* **Problem details**
Restate the listing that follows word for word, without its pictures.

* **Dataset extract**
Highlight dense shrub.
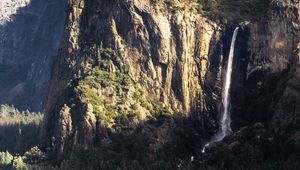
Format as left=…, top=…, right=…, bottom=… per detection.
left=0, top=151, right=13, bottom=166
left=74, top=47, right=173, bottom=129
left=0, top=151, right=31, bottom=170
left=12, top=156, right=29, bottom=170
left=23, top=147, right=46, bottom=164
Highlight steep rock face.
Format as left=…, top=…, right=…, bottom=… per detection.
left=270, top=0, right=300, bottom=139
left=42, top=0, right=300, bottom=163
left=230, top=0, right=300, bottom=136
left=0, top=0, right=66, bottom=111
left=44, top=0, right=220, bottom=153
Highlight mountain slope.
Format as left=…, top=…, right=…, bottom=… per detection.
left=40, top=0, right=300, bottom=169
left=0, top=0, right=66, bottom=111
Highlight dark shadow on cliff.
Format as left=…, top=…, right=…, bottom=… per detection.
left=46, top=115, right=300, bottom=170
left=49, top=114, right=208, bottom=169
left=0, top=0, right=66, bottom=112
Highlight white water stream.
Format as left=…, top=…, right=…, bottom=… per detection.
left=202, top=27, right=239, bottom=153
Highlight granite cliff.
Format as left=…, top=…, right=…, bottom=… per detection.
left=43, top=0, right=300, bottom=159
left=1, top=0, right=300, bottom=169
left=44, top=0, right=219, bottom=153
left=0, top=0, right=66, bottom=111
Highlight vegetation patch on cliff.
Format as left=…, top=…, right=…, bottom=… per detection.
left=74, top=47, right=171, bottom=129
left=160, top=0, right=270, bottom=23
left=197, top=0, right=270, bottom=23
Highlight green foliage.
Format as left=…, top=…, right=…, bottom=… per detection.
left=0, top=151, right=31, bottom=170
left=140, top=100, right=171, bottom=118
left=131, top=103, right=139, bottom=110
left=197, top=0, right=270, bottom=23
left=150, top=106, right=172, bottom=118
left=74, top=46, right=139, bottom=128
left=89, top=46, right=126, bottom=72
left=0, top=105, right=43, bottom=154
left=75, top=66, right=134, bottom=126
left=12, top=156, right=29, bottom=170
left=0, top=105, right=43, bottom=125
left=199, top=0, right=219, bottom=11
left=134, top=88, right=144, bottom=101
left=23, top=147, right=46, bottom=164
left=71, top=44, right=178, bottom=131
left=85, top=68, right=132, bottom=89
left=0, top=151, right=13, bottom=166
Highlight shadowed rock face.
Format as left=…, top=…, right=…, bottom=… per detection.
left=230, top=1, right=300, bottom=136
left=0, top=0, right=66, bottom=112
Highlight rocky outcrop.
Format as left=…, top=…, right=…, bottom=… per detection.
left=43, top=0, right=221, bottom=152
left=46, top=0, right=217, bottom=113
left=54, top=105, right=72, bottom=156
left=269, top=1, right=300, bottom=139
left=43, top=0, right=300, bottom=162
left=229, top=0, right=300, bottom=137
left=0, top=0, right=66, bottom=111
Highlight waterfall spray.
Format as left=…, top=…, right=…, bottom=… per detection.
left=202, top=27, right=239, bottom=153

* **Response**
Highlight dense shrub.
Format as left=…, top=…, right=…, bottom=… per detection.
left=0, top=151, right=13, bottom=166
left=74, top=47, right=173, bottom=129
left=0, top=151, right=31, bottom=170
left=12, top=156, right=29, bottom=170
left=23, top=147, right=46, bottom=164
Highlight steep rock face.
Format as left=…, top=…, right=…, bottom=… per detection.
left=270, top=0, right=300, bottom=139
left=42, top=0, right=300, bottom=163
left=230, top=0, right=300, bottom=136
left=0, top=0, right=66, bottom=111
left=44, top=0, right=220, bottom=153
Highlight mountain slope.
Format as left=…, top=…, right=…, bottom=… per detection.
left=40, top=0, right=300, bottom=169
left=0, top=0, right=66, bottom=111
Highlight dark shadow on cliff.
Format as left=…, top=…, right=…, bottom=… per detection.
left=46, top=115, right=300, bottom=170
left=49, top=114, right=208, bottom=169
left=0, top=0, right=66, bottom=112
Highlight white water stream.
Format as left=…, top=…, right=…, bottom=… per detection.
left=202, top=27, right=239, bottom=153
Highlight granite cliff.
Format as left=…, top=…, right=…, bottom=… per detection.
left=43, top=0, right=300, bottom=159
left=1, top=0, right=300, bottom=169
left=44, top=0, right=219, bottom=153
left=0, top=0, right=66, bottom=111
Highlight vegetation patch on cliff.
Format as left=…, top=…, right=…, bottom=… per detection.
left=74, top=47, right=171, bottom=129
left=160, top=0, right=270, bottom=23
left=197, top=0, right=270, bottom=23
Highlight green foliage.
Format as left=…, top=…, right=…, bottom=… per detection.
left=0, top=151, right=31, bottom=170
left=140, top=100, right=171, bottom=118
left=131, top=103, right=139, bottom=110
left=197, top=0, right=270, bottom=23
left=150, top=106, right=172, bottom=118
left=74, top=46, right=139, bottom=128
left=89, top=46, right=126, bottom=72
left=0, top=105, right=43, bottom=154
left=75, top=66, right=134, bottom=126
left=12, top=156, right=29, bottom=170
left=0, top=105, right=43, bottom=125
left=199, top=0, right=219, bottom=11
left=134, top=88, right=144, bottom=101
left=23, top=147, right=46, bottom=164
left=71, top=44, right=178, bottom=131
left=85, top=68, right=132, bottom=89
left=0, top=151, right=13, bottom=166
Highlight shadowed rock face.
Format as left=…, top=…, right=…, bottom=… per detection.
left=230, top=1, right=300, bottom=136
left=0, top=0, right=66, bottom=112
Highlight rocky outcrop.
Format as left=…, top=…, right=…, bottom=… per detection.
left=43, top=0, right=221, bottom=152
left=46, top=0, right=217, bottom=113
left=54, top=105, right=72, bottom=156
left=269, top=1, right=300, bottom=139
left=43, top=0, right=300, bottom=162
left=229, top=0, right=300, bottom=137
left=0, top=0, right=66, bottom=111
Highlight waterfall spray.
Format as left=…, top=…, right=…, bottom=… per detection.
left=202, top=27, right=239, bottom=153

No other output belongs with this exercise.